## WRITTEN EXERCISE:
Could you copy out the material below word for word, leaving out the picture?

## DATASET EXTRACT:
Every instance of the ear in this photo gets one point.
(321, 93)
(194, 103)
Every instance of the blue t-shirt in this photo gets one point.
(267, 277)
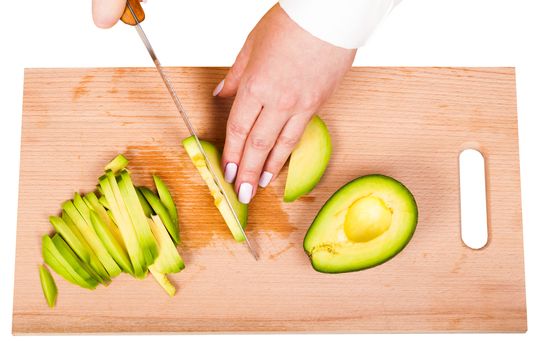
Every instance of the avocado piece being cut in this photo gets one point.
(48, 286)
(169, 260)
(214, 156)
(365, 223)
(308, 160)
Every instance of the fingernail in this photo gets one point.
(230, 172)
(218, 88)
(245, 193)
(265, 178)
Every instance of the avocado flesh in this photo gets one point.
(214, 156)
(308, 160)
(332, 249)
(48, 286)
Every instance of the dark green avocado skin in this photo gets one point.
(406, 239)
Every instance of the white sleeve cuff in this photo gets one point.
(344, 23)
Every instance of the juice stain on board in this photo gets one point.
(201, 224)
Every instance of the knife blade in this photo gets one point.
(133, 15)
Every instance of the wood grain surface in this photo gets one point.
(409, 123)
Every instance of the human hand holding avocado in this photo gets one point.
(290, 64)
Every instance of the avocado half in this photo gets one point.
(365, 223)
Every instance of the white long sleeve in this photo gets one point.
(344, 23)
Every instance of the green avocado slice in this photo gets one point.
(120, 216)
(190, 144)
(91, 238)
(365, 223)
(162, 212)
(67, 229)
(110, 242)
(146, 207)
(169, 260)
(60, 264)
(48, 286)
(137, 215)
(117, 164)
(167, 199)
(308, 160)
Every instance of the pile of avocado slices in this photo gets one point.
(121, 228)
(124, 228)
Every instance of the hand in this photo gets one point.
(281, 76)
(107, 12)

## EXERCISE RESPONSE:
Every instance of the ear in this photo gets one point.
(321, 93)
(194, 103)
Every instance of the blue t-shirt in this photo gets one point.
(267, 277)
Every instance of the avocado piece being cut in this photo gets one point.
(48, 286)
(169, 260)
(214, 156)
(365, 223)
(308, 160)
Every instance of the fingernail in this photo gets one point.
(230, 172)
(218, 88)
(245, 193)
(265, 178)
Every instance of the avocado flesh in this photo gets one point.
(214, 156)
(308, 160)
(332, 249)
(48, 286)
Every instance of the dark green avocado skin in this photo gets one point.
(406, 239)
Every instance of the white sleeve cuff in this photo gets one point.
(344, 23)
Every instance of the juice stain on board in this photo gets one point.
(201, 224)
Every instance of the knife blade in this photo gets one point.
(133, 15)
Every instance of the wood grain surface in this photo gets one point.
(409, 123)
Every instance of the human hand holding avocado in this photo gets one point.
(290, 64)
Every instance of the avocado half in this photo gets one point.
(365, 223)
Every instance of the white long sleeve in this photo gets one point.
(344, 23)
Every instance of the green avocado slice in this photo gets one point.
(120, 216)
(190, 144)
(91, 238)
(365, 223)
(162, 212)
(67, 229)
(110, 242)
(146, 207)
(169, 260)
(60, 264)
(48, 286)
(137, 215)
(117, 164)
(167, 199)
(308, 160)
Every instance of the pile of avocado slices in this photo gets one point.
(121, 228)
(124, 228)
Every instance of the hand in this photo gets one point.
(281, 76)
(107, 12)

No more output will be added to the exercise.